___ SELECTED EXTRACT

Chloe Schwenke, smiling in a black top
Chloe Schwenke
Dr. Chloe Schwenke is an international development ethicist, practitioner, human rights activist, researcher, and educator. Her career has focused on gender equality & social inclusion (GESI), LGBTQ+, governance, peacebuilding, and human rights. In addition to her wide range of policy, programming, research, and advocacy work on LGBTQ+ issues, her GESI experience includes policy, project, and research work on GBV, child marriage, male engagement, and women’s role in peacebuilding. Her experience in conflict mitigation and peacebuilding includes conflict vulnerability analyses, peacebuilding programming and evaluation, and community-driven/participatory development in post-conflict settings (Somalia, South Sudan, Gaza Strip).

Chloe’s career covers project experience in over 40 countries. She served as a political appointee at USAID under the Obama Administration, as Senior Advisor on democracy, human rights, and governance in sub-Saharan Africa, and on LGBTQ+ issues globally. Later she was VP for Global Programs at Freedom House, and then she did a one-year grant at ICRW to direct research on social inclusion, GBV, male engagement, and child marriage. She currently serves as an adjunct professor at the School of Public Policy at the University of Maryland at College Park.

______
___ GIVEN RECORDS

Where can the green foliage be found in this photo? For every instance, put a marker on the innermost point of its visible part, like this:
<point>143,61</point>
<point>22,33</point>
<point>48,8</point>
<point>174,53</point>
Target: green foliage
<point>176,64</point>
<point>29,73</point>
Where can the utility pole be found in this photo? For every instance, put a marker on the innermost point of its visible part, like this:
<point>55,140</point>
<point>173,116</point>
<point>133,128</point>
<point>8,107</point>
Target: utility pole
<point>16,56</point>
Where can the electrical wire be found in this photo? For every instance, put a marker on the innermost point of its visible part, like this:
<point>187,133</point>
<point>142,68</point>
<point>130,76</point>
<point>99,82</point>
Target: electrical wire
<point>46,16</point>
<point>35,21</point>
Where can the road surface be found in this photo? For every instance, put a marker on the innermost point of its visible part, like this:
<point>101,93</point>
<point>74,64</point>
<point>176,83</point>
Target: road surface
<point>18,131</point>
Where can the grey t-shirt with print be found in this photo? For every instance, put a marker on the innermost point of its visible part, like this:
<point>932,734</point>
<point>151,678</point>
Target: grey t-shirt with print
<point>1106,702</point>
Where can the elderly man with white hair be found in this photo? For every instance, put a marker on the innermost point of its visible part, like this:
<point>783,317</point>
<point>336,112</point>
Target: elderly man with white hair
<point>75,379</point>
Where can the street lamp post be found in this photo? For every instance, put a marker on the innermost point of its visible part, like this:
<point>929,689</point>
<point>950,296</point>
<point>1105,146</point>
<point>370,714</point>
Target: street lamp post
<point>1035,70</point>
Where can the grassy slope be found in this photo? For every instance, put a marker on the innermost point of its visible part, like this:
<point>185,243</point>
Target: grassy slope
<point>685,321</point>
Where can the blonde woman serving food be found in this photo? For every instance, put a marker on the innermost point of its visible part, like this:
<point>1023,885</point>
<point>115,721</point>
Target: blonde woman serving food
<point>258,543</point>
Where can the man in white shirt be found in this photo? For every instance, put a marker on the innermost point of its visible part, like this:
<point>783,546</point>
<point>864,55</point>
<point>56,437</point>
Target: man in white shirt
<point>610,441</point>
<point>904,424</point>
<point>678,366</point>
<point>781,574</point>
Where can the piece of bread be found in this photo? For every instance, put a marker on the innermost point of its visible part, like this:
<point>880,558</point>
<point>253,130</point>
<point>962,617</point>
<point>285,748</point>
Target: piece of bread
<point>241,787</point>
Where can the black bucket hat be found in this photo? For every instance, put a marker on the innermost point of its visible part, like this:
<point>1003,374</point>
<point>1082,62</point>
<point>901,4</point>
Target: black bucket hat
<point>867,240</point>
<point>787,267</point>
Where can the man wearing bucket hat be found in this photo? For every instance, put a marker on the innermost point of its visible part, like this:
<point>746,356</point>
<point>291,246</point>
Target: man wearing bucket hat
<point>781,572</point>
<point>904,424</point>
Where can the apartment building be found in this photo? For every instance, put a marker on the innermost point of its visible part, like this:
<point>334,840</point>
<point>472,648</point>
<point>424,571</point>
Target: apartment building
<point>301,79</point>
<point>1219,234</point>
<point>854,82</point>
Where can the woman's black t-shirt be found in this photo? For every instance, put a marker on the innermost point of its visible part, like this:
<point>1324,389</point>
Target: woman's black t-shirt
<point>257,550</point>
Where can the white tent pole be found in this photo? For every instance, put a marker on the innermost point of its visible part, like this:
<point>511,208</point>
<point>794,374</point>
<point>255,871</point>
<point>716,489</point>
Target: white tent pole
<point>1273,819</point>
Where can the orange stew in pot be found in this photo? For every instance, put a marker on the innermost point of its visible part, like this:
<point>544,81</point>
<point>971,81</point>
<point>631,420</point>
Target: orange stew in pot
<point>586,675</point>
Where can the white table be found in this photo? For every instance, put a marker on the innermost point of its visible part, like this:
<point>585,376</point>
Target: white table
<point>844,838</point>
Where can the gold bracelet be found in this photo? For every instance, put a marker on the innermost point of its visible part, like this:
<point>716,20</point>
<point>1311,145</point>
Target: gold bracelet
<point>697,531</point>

______

* **PROMPT**: Print the passage of the Chloe Schwenke biography between "Chloe Schwenke, smiling" and "Sudan, Gaza Strip).", inclusive, word for word.

* **SOLUTION FOR THIS EXERCISE**:
Chloe Schwenke, smiling in a black top
Chloe Schwenke
Dr. Chloe Schwenke is an international development ethicist, practitioner, human rights activist, researcher, and educator. Her career has focused on gender equality & social inclusion (GESI), LGBTQ+, governance, peacebuilding, and human rights. In addition to her wide range of policy, programming, research, and advocacy work on LGBTQ+ issues, her GESI experience includes policy, project, and research work on GBV, child marriage, male engagement, and women’s role in peacebuilding. Her experience in conflict mitigation and peacebuilding includes conflict vulnerability analyses, peacebuilding programming and evaluation, and community-driven/participatory development in post-conflict settings (Somalia, South Sudan, Gaza Strip).